## Try it
Would you set down the data that follows, word for word, without any pictures?

## Stored data entries
____________________

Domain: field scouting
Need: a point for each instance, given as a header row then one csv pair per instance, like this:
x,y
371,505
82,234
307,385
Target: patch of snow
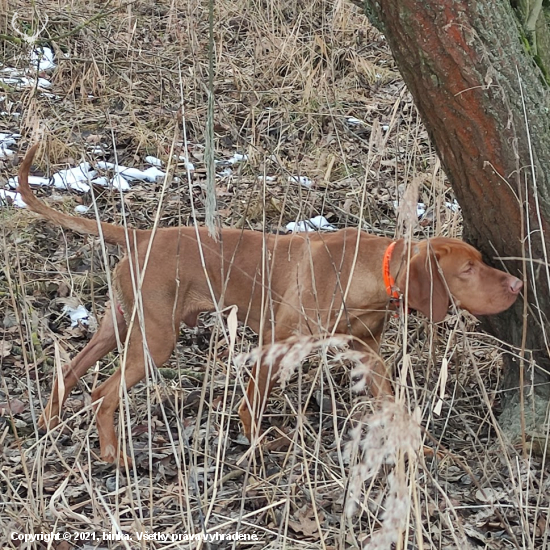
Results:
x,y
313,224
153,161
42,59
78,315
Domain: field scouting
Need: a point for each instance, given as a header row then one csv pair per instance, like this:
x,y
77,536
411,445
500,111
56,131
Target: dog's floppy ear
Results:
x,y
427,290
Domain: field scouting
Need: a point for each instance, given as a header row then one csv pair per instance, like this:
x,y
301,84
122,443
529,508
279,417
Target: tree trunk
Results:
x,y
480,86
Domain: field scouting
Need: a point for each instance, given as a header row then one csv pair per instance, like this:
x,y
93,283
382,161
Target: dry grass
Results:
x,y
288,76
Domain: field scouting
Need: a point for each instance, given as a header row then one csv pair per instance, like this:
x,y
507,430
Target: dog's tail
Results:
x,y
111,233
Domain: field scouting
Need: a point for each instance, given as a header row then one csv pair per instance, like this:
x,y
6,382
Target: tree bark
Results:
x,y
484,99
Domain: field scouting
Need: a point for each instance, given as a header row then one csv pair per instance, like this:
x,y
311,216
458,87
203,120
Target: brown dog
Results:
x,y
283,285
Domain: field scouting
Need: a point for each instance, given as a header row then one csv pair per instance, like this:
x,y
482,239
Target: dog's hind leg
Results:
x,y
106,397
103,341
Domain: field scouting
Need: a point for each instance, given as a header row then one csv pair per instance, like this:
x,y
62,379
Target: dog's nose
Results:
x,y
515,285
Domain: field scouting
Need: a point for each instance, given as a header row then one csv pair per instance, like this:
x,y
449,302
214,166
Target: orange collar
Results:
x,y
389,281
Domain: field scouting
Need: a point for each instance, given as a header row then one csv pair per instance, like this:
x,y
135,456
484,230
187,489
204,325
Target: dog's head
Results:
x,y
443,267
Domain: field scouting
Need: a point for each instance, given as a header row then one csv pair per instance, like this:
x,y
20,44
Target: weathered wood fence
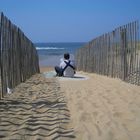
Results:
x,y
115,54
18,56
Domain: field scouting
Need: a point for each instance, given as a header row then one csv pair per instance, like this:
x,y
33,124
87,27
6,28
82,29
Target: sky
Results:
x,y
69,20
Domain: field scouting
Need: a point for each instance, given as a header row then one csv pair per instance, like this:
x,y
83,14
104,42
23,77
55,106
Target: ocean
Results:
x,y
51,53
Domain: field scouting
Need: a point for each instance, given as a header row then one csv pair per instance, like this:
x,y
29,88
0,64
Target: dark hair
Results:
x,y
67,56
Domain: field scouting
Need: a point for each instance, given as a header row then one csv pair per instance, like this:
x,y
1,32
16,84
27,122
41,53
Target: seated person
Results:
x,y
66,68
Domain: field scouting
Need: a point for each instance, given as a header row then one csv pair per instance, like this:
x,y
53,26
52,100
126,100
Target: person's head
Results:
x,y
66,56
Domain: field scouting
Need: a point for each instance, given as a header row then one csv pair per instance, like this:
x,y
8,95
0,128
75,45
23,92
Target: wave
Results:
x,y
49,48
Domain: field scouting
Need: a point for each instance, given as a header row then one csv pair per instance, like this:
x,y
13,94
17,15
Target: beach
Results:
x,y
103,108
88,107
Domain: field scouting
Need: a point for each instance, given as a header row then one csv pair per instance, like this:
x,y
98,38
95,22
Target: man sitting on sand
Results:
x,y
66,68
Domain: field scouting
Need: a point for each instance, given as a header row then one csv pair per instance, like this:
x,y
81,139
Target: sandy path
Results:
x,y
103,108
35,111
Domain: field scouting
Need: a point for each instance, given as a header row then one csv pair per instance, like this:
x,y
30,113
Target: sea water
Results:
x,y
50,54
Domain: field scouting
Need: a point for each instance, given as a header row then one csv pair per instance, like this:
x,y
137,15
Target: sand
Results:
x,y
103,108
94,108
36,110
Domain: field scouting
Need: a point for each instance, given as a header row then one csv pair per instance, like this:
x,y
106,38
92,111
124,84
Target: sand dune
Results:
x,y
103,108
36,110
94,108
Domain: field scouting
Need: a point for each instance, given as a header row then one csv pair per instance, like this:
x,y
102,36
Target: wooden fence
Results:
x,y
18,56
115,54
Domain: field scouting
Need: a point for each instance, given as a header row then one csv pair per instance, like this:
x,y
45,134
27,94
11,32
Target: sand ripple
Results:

____________________

## Exercise output
Domain: field scouting
Need: a point for each instance, given as a header row then one csv pair per instance, like this:
x,y
371,505
82,234
307,385
Target: patch of snow
Results:
x,y
313,224
153,161
42,59
78,315
Domain: field scouting
Need: a point for each instance, given as a header row then one csv pair per instance, like this:
x,y
77,536
411,445
500,111
56,131
Target: dog's floppy ear
Results:
x,y
427,290
Domain: field scouting
Need: a point for each instance, given as a header row then one csv pair per instance, like this:
x,y
301,84
122,443
529,508
279,417
Target: tree trunk
Results:
x,y
480,86
Domain: field scouting
Need: a point for each instance, given as a header row then one csv pair per instance, like this:
x,y
93,283
382,161
Target: dry grass
Results:
x,y
288,76
Domain: field scouting
Need: a point for each instance, given as a header row then one csv pair per instance, like this:
x,y
507,430
Target: dog's tail
Results:
x,y
111,233
Domain: field scouting
Need: a point for each instance, given as a header row then one csv pair per instance, like this:
x,y
6,382
Target: tree bark
Results:
x,y
484,99
Domain: field scouting
Need: a point for each instance, given as a header row then one csv pair per instance, like this:
x,y
311,216
458,87
203,120
Target: brown dog
Results:
x,y
283,285
Domain: field scouting
Need: a point for each instance, given as a header row then one csv pair per instance, like this:
x,y
482,239
Target: dog's hind leg
Results:
x,y
106,397
103,341
Domain: field scouting
Need: a point for each instance, given as a header row then one csv pair per instance, like this:
x,y
62,379
Target: dog's nose
Results:
x,y
515,285
Domain: field scouting
Need: a point for each instance, given as a header row then one csv pair per instance, like this:
x,y
449,302
214,166
Target: orange collar
Results:
x,y
389,281
Domain: field scouting
Need: a point for each instance, given as a header row then one csv pair per instance, like this:
x,y
135,456
484,230
187,489
204,325
Target: dog's head
Results:
x,y
443,267
Domain: field scouting
Need: a point for each instance, given as a header row then one csv pair per instance, like this:
x,y
20,44
Target: weathered wood fence
Results:
x,y
115,54
18,56
Domain: field scouting
Need: a point for each instance, given as a header row then one csv pair per instance, like this:
x,y
33,124
87,27
6,28
82,29
Target: sky
Results:
x,y
69,20
Domain: field scouting
Need: a point for each instance, given as a header row then one csv pair per instance, like this:
x,y
83,14
104,42
23,77
55,106
Target: ocean
Results:
x,y
51,53
Domain: field scouting
Need: a point for each instance, given as a header row then one csv pair per instance, like this:
x,y
29,88
0,64
Target: dark hair
Results:
x,y
67,56
Domain: field scouting
Need: a point for each instance, given as a header row then one csv pair per instance, like this:
x,y
1,32
16,84
27,122
41,53
Target: seated person
Results:
x,y
66,68
Domain: field scouting
Need: a point for each instance, given as a header row then one csv pair per instance, like this:
x,y
53,26
52,100
126,100
Target: person's head
Results:
x,y
66,56
Domain: field scouting
Need: a point for each instance, given as a header row then one csv pair per instance, like this:
x,y
8,95
0,128
75,45
23,92
Target: wave
Results:
x,y
49,48
Domain: field scouting
Need: a point for each instance, given as a header row then one csv pair per instance, like this:
x,y
13,94
17,15
Target: beach
Results:
x,y
103,108
88,107
Domain: field scouting
Need: a point for each instance, given as a header row then one csv pair per instance, like this:
x,y
98,38
95,22
Target: man sitting on sand
Results:
x,y
66,68
Domain: field scouting
Need: a point for each instance, given as a header row then one csv pair per instance, like this:
x,y
81,139
Target: sandy path
Results:
x,y
103,108
35,111
Domain: field scouting
Need: a point for each instance, given as a header row then one csv pair per instance, like this:
x,y
30,113
Target: sea water
Results:
x,y
50,54
Domain: field scouting
Need: a point for each instance, given as a header row then one csv pair per instance, like this:
x,y
137,15
Target: sand
Results:
x,y
103,108
94,108
36,110
Domain: field scouting
Need: a point for each instance, given as a header row then one csv pair per instance, like this:
x,y
106,38
92,111
124,84
Target: sand dune
Results:
x,y
103,108
36,110
94,108
Domain: field scouting
Need: a point for each instance, given as a header row then one csv pair per instance, like this:
x,y
102,36
Target: wooden fence
Results:
x,y
18,56
115,54
Domain: field scouting
Need: a point for each instance, given as a header row then one csv pair per instance, like this:
x,y
45,134
27,94
11,32
Target: sand ripple
Results:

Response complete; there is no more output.